→ **DIRECTIONS**
Your task is to return the line containing "Return one point per instance of the small white" plus every line after it, exactly and with nothing added.

→ **PROVIDED MATERIAL**
----------------------------------------

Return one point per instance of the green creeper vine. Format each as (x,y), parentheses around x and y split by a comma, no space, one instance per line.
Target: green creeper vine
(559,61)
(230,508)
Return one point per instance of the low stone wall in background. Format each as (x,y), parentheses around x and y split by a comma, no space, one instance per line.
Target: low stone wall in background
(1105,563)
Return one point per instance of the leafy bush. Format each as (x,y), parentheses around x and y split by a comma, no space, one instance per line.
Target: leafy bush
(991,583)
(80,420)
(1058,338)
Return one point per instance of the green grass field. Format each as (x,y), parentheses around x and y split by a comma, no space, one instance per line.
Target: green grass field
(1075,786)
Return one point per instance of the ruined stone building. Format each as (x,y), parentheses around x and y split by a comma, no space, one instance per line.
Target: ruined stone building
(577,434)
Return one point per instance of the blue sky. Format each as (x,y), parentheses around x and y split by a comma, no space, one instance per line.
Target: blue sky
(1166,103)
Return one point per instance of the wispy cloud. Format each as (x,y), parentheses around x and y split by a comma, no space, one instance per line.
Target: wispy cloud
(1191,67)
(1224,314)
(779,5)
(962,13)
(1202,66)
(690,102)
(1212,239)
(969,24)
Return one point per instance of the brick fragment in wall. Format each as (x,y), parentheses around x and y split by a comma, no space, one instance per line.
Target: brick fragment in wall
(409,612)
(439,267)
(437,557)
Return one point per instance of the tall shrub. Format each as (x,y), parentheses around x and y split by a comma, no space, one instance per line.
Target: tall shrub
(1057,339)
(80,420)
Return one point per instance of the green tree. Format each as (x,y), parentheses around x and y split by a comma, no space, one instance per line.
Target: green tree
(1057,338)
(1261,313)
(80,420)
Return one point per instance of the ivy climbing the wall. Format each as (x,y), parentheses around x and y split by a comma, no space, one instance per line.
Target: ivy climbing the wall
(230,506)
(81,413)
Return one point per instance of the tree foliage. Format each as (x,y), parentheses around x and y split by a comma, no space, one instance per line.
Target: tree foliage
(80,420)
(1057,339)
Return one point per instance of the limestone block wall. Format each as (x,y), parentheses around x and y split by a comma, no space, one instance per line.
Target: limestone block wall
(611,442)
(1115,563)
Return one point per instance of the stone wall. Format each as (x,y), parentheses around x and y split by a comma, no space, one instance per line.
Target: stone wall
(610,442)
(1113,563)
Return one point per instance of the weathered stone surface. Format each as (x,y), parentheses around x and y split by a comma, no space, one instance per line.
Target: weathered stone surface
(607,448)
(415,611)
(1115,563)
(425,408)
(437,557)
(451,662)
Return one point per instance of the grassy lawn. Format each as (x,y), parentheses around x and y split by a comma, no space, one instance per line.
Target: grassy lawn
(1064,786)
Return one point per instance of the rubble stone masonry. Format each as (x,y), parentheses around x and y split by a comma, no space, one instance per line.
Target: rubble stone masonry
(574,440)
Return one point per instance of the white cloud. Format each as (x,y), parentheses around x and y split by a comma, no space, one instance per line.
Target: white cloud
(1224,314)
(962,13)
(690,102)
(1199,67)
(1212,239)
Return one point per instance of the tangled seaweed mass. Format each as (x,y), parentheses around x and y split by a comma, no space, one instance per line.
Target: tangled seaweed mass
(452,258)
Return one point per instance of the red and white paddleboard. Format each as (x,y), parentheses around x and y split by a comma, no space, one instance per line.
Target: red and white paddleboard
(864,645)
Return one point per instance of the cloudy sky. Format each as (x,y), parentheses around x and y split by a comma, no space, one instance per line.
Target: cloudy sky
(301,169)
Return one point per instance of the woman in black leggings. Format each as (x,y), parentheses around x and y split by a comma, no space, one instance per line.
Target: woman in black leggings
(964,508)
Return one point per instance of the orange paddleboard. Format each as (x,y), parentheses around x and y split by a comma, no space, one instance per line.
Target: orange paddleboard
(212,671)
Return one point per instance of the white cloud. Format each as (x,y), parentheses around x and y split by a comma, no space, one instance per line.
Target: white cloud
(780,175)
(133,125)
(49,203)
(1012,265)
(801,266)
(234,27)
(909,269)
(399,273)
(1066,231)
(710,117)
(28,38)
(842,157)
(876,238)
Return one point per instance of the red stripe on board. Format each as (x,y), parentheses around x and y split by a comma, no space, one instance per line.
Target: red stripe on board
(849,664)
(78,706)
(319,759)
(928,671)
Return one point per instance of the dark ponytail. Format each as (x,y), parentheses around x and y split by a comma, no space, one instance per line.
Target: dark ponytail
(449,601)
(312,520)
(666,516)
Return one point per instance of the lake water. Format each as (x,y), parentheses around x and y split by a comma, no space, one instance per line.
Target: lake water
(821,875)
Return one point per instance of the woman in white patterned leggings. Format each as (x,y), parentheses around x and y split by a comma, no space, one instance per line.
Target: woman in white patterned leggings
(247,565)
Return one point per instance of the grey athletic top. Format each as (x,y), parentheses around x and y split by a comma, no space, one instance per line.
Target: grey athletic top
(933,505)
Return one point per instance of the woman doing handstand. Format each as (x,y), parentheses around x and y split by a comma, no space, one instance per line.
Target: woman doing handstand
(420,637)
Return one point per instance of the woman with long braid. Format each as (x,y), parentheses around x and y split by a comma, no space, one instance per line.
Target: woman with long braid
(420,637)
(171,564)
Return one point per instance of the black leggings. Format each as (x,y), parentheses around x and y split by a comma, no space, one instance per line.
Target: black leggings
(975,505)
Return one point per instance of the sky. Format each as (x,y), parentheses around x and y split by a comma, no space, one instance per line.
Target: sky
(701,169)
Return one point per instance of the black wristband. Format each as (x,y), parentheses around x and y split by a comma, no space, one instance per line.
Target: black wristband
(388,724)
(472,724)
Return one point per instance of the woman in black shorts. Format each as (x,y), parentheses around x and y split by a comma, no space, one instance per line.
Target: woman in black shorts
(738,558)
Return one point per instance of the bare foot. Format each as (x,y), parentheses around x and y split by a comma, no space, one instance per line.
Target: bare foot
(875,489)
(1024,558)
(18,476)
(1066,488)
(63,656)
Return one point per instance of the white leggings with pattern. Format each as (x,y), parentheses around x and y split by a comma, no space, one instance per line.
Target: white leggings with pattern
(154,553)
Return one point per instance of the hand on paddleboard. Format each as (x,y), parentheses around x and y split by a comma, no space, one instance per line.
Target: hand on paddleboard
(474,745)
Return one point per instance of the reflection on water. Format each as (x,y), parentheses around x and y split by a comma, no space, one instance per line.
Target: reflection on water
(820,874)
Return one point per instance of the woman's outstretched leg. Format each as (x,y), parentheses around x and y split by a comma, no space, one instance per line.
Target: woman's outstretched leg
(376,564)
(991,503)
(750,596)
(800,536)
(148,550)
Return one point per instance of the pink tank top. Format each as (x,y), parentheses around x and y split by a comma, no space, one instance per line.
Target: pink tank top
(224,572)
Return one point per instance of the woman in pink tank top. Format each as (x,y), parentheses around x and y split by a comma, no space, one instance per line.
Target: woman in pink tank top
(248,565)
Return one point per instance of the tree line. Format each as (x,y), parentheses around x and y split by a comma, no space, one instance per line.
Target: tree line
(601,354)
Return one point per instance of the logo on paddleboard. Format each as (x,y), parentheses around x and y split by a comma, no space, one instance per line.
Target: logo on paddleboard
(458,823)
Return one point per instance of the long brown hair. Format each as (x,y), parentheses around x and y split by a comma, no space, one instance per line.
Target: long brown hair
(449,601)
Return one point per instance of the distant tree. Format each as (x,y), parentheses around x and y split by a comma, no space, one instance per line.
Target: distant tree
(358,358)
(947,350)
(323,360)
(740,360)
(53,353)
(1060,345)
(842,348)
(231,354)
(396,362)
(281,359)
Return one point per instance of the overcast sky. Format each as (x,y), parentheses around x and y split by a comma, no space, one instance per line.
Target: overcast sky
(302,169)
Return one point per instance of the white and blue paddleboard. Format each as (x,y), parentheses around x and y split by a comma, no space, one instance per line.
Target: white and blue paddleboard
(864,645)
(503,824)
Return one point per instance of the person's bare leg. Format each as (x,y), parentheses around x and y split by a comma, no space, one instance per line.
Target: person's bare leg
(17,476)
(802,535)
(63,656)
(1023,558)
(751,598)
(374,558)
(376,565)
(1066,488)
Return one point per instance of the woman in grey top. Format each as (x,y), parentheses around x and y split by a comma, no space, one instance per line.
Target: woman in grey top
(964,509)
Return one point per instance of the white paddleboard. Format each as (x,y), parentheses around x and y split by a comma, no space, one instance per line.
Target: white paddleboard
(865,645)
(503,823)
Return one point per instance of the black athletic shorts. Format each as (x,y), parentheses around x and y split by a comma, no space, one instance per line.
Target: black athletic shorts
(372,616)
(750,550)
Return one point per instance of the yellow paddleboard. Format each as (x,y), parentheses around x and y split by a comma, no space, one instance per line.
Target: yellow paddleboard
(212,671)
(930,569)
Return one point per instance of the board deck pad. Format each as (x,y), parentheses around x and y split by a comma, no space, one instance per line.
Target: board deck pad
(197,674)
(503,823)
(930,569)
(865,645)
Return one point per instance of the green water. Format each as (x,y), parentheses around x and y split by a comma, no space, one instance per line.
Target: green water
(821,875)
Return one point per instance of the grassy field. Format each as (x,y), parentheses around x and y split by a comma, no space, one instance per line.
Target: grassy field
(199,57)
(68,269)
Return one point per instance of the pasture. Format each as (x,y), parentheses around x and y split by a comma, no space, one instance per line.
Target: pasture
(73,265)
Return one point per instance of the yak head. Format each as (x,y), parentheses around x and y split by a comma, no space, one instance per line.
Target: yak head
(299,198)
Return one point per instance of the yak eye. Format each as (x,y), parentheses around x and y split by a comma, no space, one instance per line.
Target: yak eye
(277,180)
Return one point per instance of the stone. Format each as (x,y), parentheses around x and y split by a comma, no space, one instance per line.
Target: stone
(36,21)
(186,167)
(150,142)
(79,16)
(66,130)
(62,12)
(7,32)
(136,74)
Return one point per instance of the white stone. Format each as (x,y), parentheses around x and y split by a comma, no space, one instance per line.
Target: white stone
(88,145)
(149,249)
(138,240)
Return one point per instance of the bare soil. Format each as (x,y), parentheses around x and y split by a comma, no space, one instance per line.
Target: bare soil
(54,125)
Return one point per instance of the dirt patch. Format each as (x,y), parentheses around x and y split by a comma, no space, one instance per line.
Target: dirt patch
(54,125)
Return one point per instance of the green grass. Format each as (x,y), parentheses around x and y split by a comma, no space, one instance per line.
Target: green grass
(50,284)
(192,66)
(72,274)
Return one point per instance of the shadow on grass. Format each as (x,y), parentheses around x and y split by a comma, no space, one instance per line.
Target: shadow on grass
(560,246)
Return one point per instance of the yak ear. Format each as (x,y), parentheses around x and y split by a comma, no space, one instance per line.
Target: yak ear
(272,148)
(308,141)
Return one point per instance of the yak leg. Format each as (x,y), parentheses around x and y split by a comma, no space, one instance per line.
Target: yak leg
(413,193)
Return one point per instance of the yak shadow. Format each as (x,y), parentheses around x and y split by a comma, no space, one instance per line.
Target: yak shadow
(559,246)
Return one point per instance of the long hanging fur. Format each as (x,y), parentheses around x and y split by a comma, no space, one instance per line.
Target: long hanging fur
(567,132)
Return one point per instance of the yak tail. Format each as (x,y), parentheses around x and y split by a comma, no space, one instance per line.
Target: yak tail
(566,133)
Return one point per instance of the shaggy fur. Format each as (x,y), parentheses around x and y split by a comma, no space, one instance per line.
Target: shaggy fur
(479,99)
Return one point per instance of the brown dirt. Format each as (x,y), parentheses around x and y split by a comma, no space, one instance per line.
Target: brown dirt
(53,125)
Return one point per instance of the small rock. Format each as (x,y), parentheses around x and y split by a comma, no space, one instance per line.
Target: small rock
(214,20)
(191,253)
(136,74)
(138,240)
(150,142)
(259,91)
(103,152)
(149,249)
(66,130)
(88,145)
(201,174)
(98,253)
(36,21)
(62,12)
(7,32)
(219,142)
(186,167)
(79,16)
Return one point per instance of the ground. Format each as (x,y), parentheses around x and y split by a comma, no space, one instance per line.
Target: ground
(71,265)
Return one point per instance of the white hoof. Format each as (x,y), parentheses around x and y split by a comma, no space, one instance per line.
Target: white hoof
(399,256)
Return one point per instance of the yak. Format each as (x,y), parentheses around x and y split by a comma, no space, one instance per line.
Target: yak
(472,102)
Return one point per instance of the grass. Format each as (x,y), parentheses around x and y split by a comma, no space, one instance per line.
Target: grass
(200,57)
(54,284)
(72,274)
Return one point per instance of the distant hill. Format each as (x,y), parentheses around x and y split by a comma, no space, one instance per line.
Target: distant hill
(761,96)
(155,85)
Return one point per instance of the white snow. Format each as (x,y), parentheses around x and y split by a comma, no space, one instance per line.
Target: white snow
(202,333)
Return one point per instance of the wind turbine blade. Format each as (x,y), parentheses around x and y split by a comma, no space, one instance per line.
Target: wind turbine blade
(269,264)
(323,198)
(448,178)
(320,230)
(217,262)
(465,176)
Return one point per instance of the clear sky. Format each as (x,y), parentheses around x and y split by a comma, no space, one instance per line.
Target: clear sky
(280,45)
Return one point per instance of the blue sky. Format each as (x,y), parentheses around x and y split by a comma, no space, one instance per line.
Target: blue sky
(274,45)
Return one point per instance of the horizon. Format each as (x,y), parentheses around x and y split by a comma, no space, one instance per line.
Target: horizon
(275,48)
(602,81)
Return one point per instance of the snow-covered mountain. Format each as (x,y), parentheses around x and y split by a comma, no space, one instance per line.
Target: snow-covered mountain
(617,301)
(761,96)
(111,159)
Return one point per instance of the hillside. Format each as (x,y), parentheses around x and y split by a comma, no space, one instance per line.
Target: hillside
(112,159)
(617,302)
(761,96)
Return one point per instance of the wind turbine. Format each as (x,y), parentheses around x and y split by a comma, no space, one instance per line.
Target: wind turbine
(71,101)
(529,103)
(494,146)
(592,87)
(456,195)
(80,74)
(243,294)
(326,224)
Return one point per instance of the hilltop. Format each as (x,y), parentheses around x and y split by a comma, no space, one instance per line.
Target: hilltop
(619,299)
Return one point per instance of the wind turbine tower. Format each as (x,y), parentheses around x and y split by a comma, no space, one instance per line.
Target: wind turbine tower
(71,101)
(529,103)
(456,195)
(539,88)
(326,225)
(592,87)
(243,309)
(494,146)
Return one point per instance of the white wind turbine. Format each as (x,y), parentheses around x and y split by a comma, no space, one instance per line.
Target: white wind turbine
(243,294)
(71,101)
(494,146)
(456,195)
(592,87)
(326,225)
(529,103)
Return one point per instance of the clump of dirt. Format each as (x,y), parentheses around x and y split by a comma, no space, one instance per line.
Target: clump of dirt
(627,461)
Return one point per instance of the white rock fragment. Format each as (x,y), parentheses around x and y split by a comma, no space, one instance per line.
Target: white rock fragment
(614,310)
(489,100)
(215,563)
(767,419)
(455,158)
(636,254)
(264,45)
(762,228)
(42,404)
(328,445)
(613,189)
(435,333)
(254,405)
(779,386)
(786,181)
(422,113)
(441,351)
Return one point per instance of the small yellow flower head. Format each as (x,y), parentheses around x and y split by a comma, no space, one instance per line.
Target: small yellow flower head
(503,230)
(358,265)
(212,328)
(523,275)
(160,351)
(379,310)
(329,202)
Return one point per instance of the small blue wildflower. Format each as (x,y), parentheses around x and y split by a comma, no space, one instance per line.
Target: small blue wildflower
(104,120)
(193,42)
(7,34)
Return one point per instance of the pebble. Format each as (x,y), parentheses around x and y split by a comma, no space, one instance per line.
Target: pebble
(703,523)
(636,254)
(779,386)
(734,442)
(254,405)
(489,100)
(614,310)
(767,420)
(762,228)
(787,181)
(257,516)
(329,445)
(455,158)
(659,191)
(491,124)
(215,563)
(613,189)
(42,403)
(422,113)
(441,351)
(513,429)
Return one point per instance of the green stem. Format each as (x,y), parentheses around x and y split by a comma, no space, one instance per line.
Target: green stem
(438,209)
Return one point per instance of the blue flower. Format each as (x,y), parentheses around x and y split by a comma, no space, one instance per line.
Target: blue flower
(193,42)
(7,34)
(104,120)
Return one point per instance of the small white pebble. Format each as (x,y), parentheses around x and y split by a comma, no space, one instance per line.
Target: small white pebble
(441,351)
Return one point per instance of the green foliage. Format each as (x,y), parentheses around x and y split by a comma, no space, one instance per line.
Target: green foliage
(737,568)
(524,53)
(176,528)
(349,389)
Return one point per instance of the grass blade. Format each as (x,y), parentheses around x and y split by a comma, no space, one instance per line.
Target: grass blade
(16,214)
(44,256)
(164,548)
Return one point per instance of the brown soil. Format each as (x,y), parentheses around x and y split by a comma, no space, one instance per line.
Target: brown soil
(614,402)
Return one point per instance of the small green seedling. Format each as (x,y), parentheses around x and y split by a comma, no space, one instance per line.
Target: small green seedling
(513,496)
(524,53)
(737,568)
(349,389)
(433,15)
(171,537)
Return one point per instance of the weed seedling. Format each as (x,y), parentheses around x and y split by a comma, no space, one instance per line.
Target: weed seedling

----------------------------------------

→ **OUTPUT FOR THIS TASK**
Return one point per instance of the small white pebble. Format each as (x,y), parentheses around x and y split by a comma, no space, one instance per line.
Target: small white pebble
(441,351)
Return one point per instance of the green foliage. Format each as (x,y), parentheses around x and y split by a comma, no space, one instance per line.
Target: green foliage
(737,568)
(524,53)
(176,528)
(349,389)
Return one point per instance of the grass blade. Format each as (x,y), parentheses around x and y split by a comma, no space, one instance per line.
Target: grass blade
(16,214)
(44,256)
(164,548)
Return one point per instance of the brown soil. Format each as (x,y), parentheses around x and y split by a comma, no space, one instance per line.
Target: brown soil
(614,402)
Return one point per instance of the small green seedling. Format each as (x,y), parentheses around x and y split by a comma, no space, one instance per line.
Target: small green seedling
(513,496)
(524,53)
(737,568)
(349,389)
(433,15)
(171,537)
Return one point per instance of the weed seedling. Format each as (x,y), parentheses around x and y split by a comma, no space, one instance per line.
Target: weed seedling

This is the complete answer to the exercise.